_What you are asked to do_.
Print each line of the listing once more, precisely as given.
--*--
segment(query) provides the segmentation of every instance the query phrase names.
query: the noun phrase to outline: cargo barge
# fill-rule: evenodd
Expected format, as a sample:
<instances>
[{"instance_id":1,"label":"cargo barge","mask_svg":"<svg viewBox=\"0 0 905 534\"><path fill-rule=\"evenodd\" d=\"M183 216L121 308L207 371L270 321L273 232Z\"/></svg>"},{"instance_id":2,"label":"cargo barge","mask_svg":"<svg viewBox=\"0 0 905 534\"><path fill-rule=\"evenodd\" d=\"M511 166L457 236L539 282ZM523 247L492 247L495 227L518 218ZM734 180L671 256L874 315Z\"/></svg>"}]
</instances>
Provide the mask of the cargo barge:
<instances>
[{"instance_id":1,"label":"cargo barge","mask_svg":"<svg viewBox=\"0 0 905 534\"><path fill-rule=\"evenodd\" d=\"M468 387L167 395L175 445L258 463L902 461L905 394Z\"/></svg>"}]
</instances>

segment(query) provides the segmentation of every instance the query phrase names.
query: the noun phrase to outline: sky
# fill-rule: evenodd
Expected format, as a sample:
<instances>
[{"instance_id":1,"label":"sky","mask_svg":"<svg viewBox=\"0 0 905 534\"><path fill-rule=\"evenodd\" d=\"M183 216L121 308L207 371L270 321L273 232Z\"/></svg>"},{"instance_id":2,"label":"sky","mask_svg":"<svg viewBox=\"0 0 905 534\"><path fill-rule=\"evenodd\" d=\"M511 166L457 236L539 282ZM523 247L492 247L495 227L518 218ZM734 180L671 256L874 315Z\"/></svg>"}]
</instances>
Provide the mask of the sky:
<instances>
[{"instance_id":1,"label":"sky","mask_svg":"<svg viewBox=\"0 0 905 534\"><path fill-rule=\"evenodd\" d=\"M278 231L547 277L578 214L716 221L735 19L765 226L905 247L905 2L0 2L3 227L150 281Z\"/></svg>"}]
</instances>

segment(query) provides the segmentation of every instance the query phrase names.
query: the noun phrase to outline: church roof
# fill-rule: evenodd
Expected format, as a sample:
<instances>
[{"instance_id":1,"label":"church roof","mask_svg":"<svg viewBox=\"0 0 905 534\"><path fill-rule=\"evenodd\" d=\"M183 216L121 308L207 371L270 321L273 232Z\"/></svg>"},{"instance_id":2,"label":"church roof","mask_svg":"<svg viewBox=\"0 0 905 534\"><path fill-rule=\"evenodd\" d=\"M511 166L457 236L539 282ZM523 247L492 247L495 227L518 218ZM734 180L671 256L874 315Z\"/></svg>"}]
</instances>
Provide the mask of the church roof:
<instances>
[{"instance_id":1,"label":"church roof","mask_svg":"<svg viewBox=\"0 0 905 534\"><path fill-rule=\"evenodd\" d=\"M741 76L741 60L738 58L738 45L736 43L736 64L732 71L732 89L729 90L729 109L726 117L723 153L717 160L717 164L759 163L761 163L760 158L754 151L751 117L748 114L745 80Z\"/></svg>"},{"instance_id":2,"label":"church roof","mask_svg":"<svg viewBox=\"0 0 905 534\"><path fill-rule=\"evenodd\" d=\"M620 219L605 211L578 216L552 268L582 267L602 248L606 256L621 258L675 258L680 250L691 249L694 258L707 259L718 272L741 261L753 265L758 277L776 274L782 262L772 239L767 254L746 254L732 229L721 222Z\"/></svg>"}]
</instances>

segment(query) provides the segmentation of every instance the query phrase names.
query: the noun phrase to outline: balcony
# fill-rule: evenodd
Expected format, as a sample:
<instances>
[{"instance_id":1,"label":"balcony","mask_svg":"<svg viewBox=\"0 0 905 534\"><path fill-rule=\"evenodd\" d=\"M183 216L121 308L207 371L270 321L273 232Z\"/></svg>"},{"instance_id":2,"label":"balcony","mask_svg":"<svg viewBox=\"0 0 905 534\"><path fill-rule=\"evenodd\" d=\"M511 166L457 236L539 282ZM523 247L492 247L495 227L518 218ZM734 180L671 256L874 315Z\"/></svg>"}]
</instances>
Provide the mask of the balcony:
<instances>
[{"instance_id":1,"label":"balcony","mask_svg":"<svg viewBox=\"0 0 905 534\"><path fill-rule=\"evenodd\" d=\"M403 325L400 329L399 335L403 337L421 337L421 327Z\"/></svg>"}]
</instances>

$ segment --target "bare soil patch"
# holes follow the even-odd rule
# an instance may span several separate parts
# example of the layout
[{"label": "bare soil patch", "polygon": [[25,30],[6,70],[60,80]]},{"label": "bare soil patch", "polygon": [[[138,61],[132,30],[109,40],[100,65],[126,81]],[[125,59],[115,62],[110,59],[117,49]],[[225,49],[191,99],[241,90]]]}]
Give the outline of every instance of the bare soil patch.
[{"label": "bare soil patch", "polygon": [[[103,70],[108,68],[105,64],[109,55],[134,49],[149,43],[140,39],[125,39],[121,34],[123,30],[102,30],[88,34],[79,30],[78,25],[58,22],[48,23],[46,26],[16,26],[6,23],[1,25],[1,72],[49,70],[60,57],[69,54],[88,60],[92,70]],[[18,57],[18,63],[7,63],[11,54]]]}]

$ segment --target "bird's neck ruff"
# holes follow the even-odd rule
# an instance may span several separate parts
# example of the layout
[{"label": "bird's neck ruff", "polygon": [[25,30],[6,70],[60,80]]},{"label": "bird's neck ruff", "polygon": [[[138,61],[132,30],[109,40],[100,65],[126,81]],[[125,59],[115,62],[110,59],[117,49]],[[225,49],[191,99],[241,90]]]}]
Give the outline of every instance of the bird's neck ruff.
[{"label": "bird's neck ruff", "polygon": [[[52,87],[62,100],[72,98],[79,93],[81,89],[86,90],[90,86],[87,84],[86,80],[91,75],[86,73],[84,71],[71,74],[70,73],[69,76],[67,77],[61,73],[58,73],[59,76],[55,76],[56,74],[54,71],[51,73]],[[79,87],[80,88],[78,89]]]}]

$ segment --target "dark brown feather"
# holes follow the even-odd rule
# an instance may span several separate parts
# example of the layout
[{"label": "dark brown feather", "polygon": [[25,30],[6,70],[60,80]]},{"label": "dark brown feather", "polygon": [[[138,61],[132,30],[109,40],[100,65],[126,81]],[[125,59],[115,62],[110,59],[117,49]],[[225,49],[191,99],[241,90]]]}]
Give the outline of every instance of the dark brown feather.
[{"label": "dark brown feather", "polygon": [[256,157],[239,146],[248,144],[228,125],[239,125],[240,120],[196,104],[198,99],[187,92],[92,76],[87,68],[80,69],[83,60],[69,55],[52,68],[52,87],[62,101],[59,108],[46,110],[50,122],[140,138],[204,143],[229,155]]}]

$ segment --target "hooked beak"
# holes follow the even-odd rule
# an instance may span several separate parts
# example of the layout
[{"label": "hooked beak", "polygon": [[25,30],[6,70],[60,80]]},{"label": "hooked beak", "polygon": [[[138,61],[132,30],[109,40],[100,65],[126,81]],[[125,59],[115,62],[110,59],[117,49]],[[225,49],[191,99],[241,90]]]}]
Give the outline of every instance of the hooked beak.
--*--
_Full solution_.
segment(query) provides the segmentation of every instance the query phrase names.
query: the noun phrase to outline: cargo barge
# fill-rule: evenodd
Expected format, as a sample:
<instances>
[{"instance_id":1,"label":"cargo barge","mask_svg":"<svg viewBox=\"0 0 905 534\"><path fill-rule=\"evenodd\" d=\"M183 216L121 308L207 371L270 321L273 232Z\"/></svg>"},{"instance_id":2,"label":"cargo barge","mask_svg":"<svg viewBox=\"0 0 905 534\"><path fill-rule=\"evenodd\" d=\"M511 166L457 236L539 282ZM523 247L492 247L495 227L518 218ZM734 180L671 256L874 315Z\"/></svg>"}]
</instances>
Provide the mask of the cargo barge:
<instances>
[{"instance_id":1,"label":"cargo barge","mask_svg":"<svg viewBox=\"0 0 905 534\"><path fill-rule=\"evenodd\" d=\"M468 387L167 395L175 445L258 463L902 461L905 394Z\"/></svg>"}]
</instances>

segment(query) provides the segmentation of every instance the query phrase names.
query: the noun phrase to outline: sky
# fill-rule: evenodd
Expected format, as a sample:
<instances>
[{"instance_id":1,"label":"sky","mask_svg":"<svg viewBox=\"0 0 905 534\"><path fill-rule=\"evenodd\" d=\"M183 216L121 308L207 371L270 321L273 232Z\"/></svg>"},{"instance_id":2,"label":"sky","mask_svg":"<svg viewBox=\"0 0 905 534\"><path fill-rule=\"evenodd\" d=\"M511 166L457 236L539 282ZM523 247L492 247L495 227L518 218ZM734 180L671 256L874 315Z\"/></svg>"}]
</instances>
Provide the mask of the sky:
<instances>
[{"instance_id":1,"label":"sky","mask_svg":"<svg viewBox=\"0 0 905 534\"><path fill-rule=\"evenodd\" d=\"M278 231L547 277L578 214L716 221L735 19L765 226L905 247L905 2L0 2L3 227L150 281Z\"/></svg>"}]
</instances>

segment(query) provides the segmentation of every instance the query phrase names.
query: the noun phrase to outline: church roof
# fill-rule: evenodd
Expected format, as a sample:
<instances>
[{"instance_id":1,"label":"church roof","mask_svg":"<svg viewBox=\"0 0 905 534\"><path fill-rule=\"evenodd\" d=\"M183 216L121 308L207 371L270 321L273 232Z\"/></svg>"},{"instance_id":2,"label":"church roof","mask_svg":"<svg viewBox=\"0 0 905 534\"><path fill-rule=\"evenodd\" d=\"M511 166L457 236L539 282ZM523 247L492 247L495 227L518 218ZM734 180L671 256L874 315Z\"/></svg>"}]
</instances>
Provide the mask of the church roof:
<instances>
[{"instance_id":1,"label":"church roof","mask_svg":"<svg viewBox=\"0 0 905 534\"><path fill-rule=\"evenodd\" d=\"M741 76L741 60L738 58L738 45L736 43L736 64L732 71L732 89L729 90L729 109L726 117L723 153L717 160L717 164L759 163L761 163L760 158L754 151L751 117L748 114L745 80Z\"/></svg>"},{"instance_id":2,"label":"church roof","mask_svg":"<svg viewBox=\"0 0 905 534\"><path fill-rule=\"evenodd\" d=\"M620 219L605 211L578 216L552 268L582 267L602 248L606 256L621 258L675 258L680 250L691 249L694 258L707 259L718 272L741 261L753 265L758 277L776 274L782 262L772 239L767 254L746 254L732 229L721 222Z\"/></svg>"}]
</instances>

segment(query) provides the segmentation of every instance the query phrase names.
query: the noun phrase to outline: balcony
# fill-rule: evenodd
Expected format, as a sample:
<instances>
[{"instance_id":1,"label":"balcony","mask_svg":"<svg viewBox=\"0 0 905 534\"><path fill-rule=\"evenodd\" d=\"M183 216L121 308L207 371L270 321L273 232Z\"/></svg>"},{"instance_id":2,"label":"balcony","mask_svg":"<svg viewBox=\"0 0 905 534\"><path fill-rule=\"evenodd\" d=\"M511 166L457 236L539 282ZM523 247L492 247L495 227L518 218ZM734 180L671 256L874 315Z\"/></svg>"}]
</instances>
Provide the mask of the balcony:
<instances>
[{"instance_id":1,"label":"balcony","mask_svg":"<svg viewBox=\"0 0 905 534\"><path fill-rule=\"evenodd\" d=\"M403 325L400 329L399 335L403 337L421 337L421 327Z\"/></svg>"}]
</instances>

$ segment --target "bare soil patch"
# holes follow the even-odd rule
# an instance may span several separate parts
# example of the layout
[{"label": "bare soil patch", "polygon": [[25,30],[6,70],[60,80]]},{"label": "bare soil patch", "polygon": [[[138,61],[132,30],[109,40],[100,65],[126,81]],[[125,59],[115,62],[110,59],[117,49]],[[225,49],[191,99],[241,90]]]}]
Give the outline of every instance of the bare soil patch.
[{"label": "bare soil patch", "polygon": [[[103,70],[108,68],[105,64],[109,55],[134,49],[149,43],[140,39],[125,39],[121,34],[123,30],[102,30],[88,34],[79,30],[78,25],[58,22],[48,23],[46,26],[16,26],[6,23],[1,25],[1,72],[49,70],[60,57],[69,54],[88,60],[92,70]],[[18,57],[18,63],[7,63],[11,54]]]}]

$ segment --target "bird's neck ruff"
# holes follow the even-odd rule
# an instance may span several separate parts
# example of the layout
[{"label": "bird's neck ruff", "polygon": [[25,30],[6,70],[60,80]]},{"label": "bird's neck ruff", "polygon": [[[138,61],[132,30],[109,40],[100,65],[126,81]],[[125,59],[115,62],[110,59],[117,49]],[[225,49],[191,99],[241,90]]]}]
Give the outline of every instance of the bird's neck ruff.
[{"label": "bird's neck ruff", "polygon": [[[52,87],[62,100],[72,98],[79,93],[81,89],[86,90],[90,86],[87,84],[86,80],[91,75],[86,73],[84,71],[71,74],[70,73],[69,76],[67,77],[61,73],[58,73],[59,76],[55,76],[56,74],[54,71],[51,73]],[[79,87],[80,88],[78,89]]]}]

$ segment --target "dark brown feather"
# holes follow the even-odd rule
# an instance may span several separate parts
# example of the layout
[{"label": "dark brown feather", "polygon": [[25,30],[6,70],[60,80]]},{"label": "dark brown feather", "polygon": [[[138,61],[132,30],[109,40],[100,65],[126,81]],[[125,59],[115,62],[110,59],[117,49]],[[225,49],[191,99],[241,90]]]}]
Give the outline of every instance of the dark brown feather.
[{"label": "dark brown feather", "polygon": [[256,157],[239,146],[248,144],[228,125],[239,125],[240,120],[196,104],[198,99],[187,92],[92,76],[87,68],[80,69],[83,60],[69,55],[52,68],[52,87],[62,101],[59,108],[46,110],[50,122],[140,138],[204,143],[229,155]]}]

$ segment --target "hooked beak"
# holes follow the even-odd rule
# an instance may span several separate parts
# example of the layout
[{"label": "hooked beak", "polygon": [[25,30],[6,70],[60,80]]},{"label": "hooked beak", "polygon": [[[138,61],[132,30],[109,40],[100,65],[126,81]],[[125,59],[115,62],[110,59],[117,49]],[[225,49],[191,99],[241,90]]]}]
Give the outline of every instance of the hooked beak.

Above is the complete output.